Exercise requirements »
Print every one of the records below, keeping each line word for word.

— START Given records —

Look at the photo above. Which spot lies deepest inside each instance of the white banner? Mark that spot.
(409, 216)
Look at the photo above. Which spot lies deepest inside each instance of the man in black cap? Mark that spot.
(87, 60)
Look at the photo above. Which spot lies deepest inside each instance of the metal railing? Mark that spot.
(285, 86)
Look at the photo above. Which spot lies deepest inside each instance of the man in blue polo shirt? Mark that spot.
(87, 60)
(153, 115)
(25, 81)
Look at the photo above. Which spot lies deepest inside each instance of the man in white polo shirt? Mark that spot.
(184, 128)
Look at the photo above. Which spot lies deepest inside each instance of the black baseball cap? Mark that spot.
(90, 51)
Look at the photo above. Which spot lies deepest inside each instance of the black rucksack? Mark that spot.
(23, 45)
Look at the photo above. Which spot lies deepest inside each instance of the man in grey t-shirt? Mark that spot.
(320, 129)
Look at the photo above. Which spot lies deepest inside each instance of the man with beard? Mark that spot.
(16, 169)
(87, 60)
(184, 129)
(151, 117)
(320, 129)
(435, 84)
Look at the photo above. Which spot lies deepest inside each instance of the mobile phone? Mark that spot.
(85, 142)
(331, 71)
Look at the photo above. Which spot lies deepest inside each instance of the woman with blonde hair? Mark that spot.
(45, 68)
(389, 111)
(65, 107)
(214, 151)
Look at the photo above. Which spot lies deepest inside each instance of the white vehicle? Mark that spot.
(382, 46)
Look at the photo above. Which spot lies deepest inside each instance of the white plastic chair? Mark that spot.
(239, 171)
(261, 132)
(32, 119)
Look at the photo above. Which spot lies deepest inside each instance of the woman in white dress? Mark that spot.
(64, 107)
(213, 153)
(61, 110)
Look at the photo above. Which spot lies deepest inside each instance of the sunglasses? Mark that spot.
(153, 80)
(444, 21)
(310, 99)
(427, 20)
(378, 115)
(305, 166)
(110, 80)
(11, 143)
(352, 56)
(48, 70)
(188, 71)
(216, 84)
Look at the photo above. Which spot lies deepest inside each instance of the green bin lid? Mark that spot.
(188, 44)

— END Given records —

Result below »
Look at the photo above. Which spot lies deepest inside each instance of the white banner? Mark that spot.
(409, 216)
Look at the photo above. Which spot lies deepest inside each instance of the man in black cap? Mark that spot.
(87, 60)
Look at the photo above. Which spot lies deepest inside each instance of the metal railing? Mark that spot.
(285, 86)
Look at the photo above. Which spot lies deepest inside each instance of the man in blue polo shirt? Mark that spot.
(87, 60)
(153, 115)
(25, 81)
Look at the photo above. Which spot lies deepest inside each instance of the man in white polo shirt? Mark that spot.
(184, 128)
Look at the photo above. Which spot lies deepest inside each instance of the black baseball cap? Mark that spot.
(90, 51)
Look at the photo above. Which spot lies deepest inside each instance of the black rucksack? Mark that spot.
(23, 45)
Look at the photo above. Which spot lies deepest inside each instance of the man in grey t-shirt? Mark that spot.
(320, 129)
Look at the photo above. Which spot lies deepest inside each instance of the man with beard? Mark that spot.
(16, 169)
(87, 60)
(184, 129)
(151, 117)
(320, 129)
(435, 84)
Look at the photo above. Which spot lies deepest inside each instance of the mobile phone? Mark that spot.
(85, 142)
(331, 71)
Look at the photo above. Which spot lies deepest inside each instance of the woman with blonde hair? Mark that spot.
(45, 68)
(389, 111)
(65, 107)
(214, 151)
Look at the photo above. Which spot lies deepest inside each instance of the white vehicle? Mark that spot.
(382, 46)
Look at the photo above. Which spot lies deepest inside each instance of the white plastic chair? Mark that spot.
(239, 171)
(261, 132)
(32, 119)
Look at the photo above. Which spot lies deepest inside each instance of the woman in white dress? Mark that spot.
(64, 107)
(213, 153)
(61, 110)
Look at the photo above. Which spot lies deepest inside each instance of the sunglasses? Mark that spot.
(153, 80)
(444, 21)
(310, 99)
(427, 20)
(378, 115)
(305, 166)
(110, 80)
(11, 143)
(352, 56)
(48, 70)
(188, 71)
(216, 84)
Look at the photo above. Which spot lies deepest inside each instance of the green bin lid? Mark that spot.
(188, 44)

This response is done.